Required action 1: List every person named in the Christian Didier article that precedes the entries, giving each full name once.
Required action 2: Write out the stretch of the Christian Didier article from "Christian Didier (/fr/;" through "in locating him.", word for word.

Reading passage:

- Born: 11 February 1944 Saint-Dié-des-Vosges, Occupied France
- Died: 14 May 2015 (aged 71) Saint-Dié-des-Vosges, France
- Motive: Vigilantism
- Conviction: Murder
- Criminal penalty: 10 years imprisonment

Details
- Victims: René Bousquet, 84
- Date: 8 June 1993

= Christian Didier =

Killer of René Bousquet

Christian Didier (/fr/; 11 February 1944 – 14 May 2015) came to public attention after 8 June 1993 as the assassin of René Bousquet, a friend of French President François Mitterrand, who had served as a senior police official under Vichy France, which administered the southern half of France during the German occupation. Directly after the killing, Didier telephoned a succession of newspaper editors in order to organise an ad hoc press conference, meaning that the police had no difficulty in locating him.

In 2013, Didier unsuccessfully sued Alain Minc for defamation after the author, in a biographical book on Bousquet, described Didier as fou ("crazy", "mad").

==Biography==
===Provenance and early years===
Christian Didier was born at Saint Dié, then a small and relatively isolated industrial town in the Vosges foothills to the south-east of Nancy. His father is described in sources as an "artisan hairdresser", with whom he was frequently involved in violent conflict. Despite more than one attempt, he never passed his school final exams. Later, testifying at his trial in 1995, Marie-Thérèse Didier, his mother, described a troubled childhood and youth, characterised by failure at school, rejection by girls and possible employers, and suicidal concerns. But there was also a determination to reject what he perceived as wrong-doing: "Il ne supportait pas le mal, tout ça le bouleversait" (loosely, "He couldn't stand wrong-doing: all that stuff upset him").

Entries supplied:
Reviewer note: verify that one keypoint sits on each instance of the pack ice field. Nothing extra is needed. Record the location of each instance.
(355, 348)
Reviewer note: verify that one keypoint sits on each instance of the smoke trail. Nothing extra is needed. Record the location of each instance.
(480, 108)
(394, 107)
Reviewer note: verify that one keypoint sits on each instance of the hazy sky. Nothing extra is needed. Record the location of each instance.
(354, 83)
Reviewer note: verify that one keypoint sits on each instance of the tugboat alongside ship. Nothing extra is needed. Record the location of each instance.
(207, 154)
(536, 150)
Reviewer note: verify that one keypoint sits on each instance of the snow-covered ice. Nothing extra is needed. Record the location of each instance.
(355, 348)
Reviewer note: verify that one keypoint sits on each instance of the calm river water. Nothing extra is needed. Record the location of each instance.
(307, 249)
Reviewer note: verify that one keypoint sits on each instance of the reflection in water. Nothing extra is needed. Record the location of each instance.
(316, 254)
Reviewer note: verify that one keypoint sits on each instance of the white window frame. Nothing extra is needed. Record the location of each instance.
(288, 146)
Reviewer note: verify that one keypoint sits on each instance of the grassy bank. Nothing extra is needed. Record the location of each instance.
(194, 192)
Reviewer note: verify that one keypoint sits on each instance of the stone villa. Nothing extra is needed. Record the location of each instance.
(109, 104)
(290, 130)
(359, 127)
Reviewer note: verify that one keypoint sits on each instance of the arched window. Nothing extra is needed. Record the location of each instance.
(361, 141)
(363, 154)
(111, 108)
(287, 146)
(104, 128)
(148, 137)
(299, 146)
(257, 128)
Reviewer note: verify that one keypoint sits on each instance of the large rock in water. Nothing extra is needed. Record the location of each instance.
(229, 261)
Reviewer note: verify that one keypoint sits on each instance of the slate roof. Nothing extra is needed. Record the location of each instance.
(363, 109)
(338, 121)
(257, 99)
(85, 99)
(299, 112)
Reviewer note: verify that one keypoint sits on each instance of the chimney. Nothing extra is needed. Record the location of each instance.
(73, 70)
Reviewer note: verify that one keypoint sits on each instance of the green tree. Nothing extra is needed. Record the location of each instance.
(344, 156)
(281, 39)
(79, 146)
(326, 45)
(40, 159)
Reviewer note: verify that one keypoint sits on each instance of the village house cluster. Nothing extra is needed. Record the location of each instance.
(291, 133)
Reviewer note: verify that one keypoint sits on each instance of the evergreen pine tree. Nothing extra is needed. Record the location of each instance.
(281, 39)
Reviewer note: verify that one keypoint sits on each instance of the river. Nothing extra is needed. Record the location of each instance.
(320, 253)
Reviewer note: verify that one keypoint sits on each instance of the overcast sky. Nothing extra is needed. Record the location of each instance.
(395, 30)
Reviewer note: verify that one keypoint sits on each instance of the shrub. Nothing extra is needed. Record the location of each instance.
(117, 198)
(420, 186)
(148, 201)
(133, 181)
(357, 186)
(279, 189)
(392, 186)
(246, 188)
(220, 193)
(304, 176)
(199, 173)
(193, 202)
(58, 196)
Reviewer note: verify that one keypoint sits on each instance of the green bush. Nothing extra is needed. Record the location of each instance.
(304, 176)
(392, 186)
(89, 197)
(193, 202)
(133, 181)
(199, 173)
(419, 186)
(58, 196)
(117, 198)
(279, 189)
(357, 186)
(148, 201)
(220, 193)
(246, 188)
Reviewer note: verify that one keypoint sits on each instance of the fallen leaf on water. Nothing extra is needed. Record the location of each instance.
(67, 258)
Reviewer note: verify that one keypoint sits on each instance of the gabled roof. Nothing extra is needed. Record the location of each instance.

Exercise result 1:
Christian Didier
René Bousquet
François Mitterrand
Alain Minc
Marie-Thérèse Didier

Exercise result 2:
Christian Didier (/fr/; 11 February 1944 – 14 May 2015) came to public attention after 8 June 1993 as the assassin of René Bousquet, a friend of French President François Mitterrand, who had served as a senior police official under Vichy France, which administered the southern half of France during the German occupation. Directly after the killing, Didier telephoned a succession of newspaper editors in order to organise an ad hoc press conference, meaning that the police had no difficulty in locating him.